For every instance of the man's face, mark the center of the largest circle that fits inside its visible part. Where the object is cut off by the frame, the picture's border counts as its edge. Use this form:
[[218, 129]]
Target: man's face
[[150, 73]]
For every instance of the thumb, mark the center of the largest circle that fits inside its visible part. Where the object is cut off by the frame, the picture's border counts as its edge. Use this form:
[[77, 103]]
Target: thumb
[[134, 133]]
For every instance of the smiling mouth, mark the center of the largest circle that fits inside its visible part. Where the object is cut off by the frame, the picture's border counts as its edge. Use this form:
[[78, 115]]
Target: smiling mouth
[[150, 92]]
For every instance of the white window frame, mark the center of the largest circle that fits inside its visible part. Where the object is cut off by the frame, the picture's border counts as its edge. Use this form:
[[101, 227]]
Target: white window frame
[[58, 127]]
==
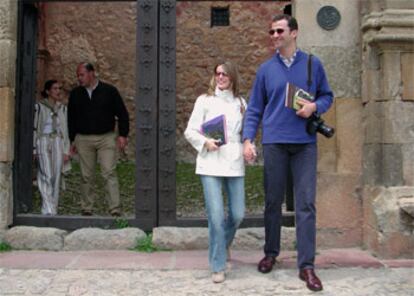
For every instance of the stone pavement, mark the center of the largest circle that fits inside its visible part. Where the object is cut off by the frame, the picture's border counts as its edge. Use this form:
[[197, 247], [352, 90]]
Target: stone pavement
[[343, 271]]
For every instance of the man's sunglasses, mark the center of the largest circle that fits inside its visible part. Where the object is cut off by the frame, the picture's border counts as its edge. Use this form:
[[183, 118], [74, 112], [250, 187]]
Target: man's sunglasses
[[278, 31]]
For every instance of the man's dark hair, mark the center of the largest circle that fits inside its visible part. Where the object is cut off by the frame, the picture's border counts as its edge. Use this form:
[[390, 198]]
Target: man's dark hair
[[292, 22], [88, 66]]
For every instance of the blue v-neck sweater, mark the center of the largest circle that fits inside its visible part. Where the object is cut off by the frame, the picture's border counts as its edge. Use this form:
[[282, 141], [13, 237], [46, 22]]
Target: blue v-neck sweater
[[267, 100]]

Directions
Copy out the records word for word, starting at the line containing "For every instance of the man's face, mark" and ending at the line containing "[[150, 92]]", with both of those lines included.

The result
For every instance of the man's face, mark the center of the largest circle that fits inside its visible part. Where the object is cut off by the frame, the picture's border counts as its edge. Use this form:
[[218, 129]]
Target: man's face
[[150, 73]]
For every instance of the thumb, mark the center of the largest circle that fits inside its visible part. Where the object is cut off by the frame, the picture's border counts as its edge. Use this form:
[[77, 103]]
Target: thumb
[[134, 133]]
For every instance of the smiling mouth, mark the center of the largest circle that fits inside its visible part. Where the object is cut off by the frame, the picture's border counts as its edge. Use this form:
[[78, 115]]
Target: smiling mouth
[[150, 92]]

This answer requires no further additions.